▸ **Dataset records**

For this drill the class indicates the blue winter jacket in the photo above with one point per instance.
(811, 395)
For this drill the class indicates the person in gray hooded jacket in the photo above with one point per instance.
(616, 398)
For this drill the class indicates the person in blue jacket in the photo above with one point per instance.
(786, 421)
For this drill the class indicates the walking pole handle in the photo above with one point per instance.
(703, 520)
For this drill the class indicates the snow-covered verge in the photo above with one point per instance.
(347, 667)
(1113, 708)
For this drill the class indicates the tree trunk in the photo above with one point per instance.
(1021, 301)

▸ **Problem to solve**
Please put the rows above into a Markdown table with two columns, No and Line, holding a running number and the line itself, and leave out any blank lines.

▸ **Result for this exercise**
| No | Line |
|---|---|
| 1 | For this drill the class indicates the blue winter jacket in the photo above with one point per instance. |
| 2 | (811, 395) |
| 3 | For this drill the class indicates the person in gray hooded jacket in the photo above with one point per instance. |
| 4 | (616, 398) |
| 5 | For this drill the class indicates the person in blue jacket in the photo above with one point per instance. |
| 6 | (786, 421) |
| 7 | For this drill the class indicates the walking pole handle in the photo above with one point per instance. |
| 8 | (703, 520) |
| 9 | For this drill the class indicates the snow-covered verge in the photo above with one point per instance. |
| 10 | (347, 667) |
| 11 | (1113, 708) |
| 12 | For this drill the class indicates the tree trunk in the photo above with one point per instance. |
| 13 | (1021, 301) |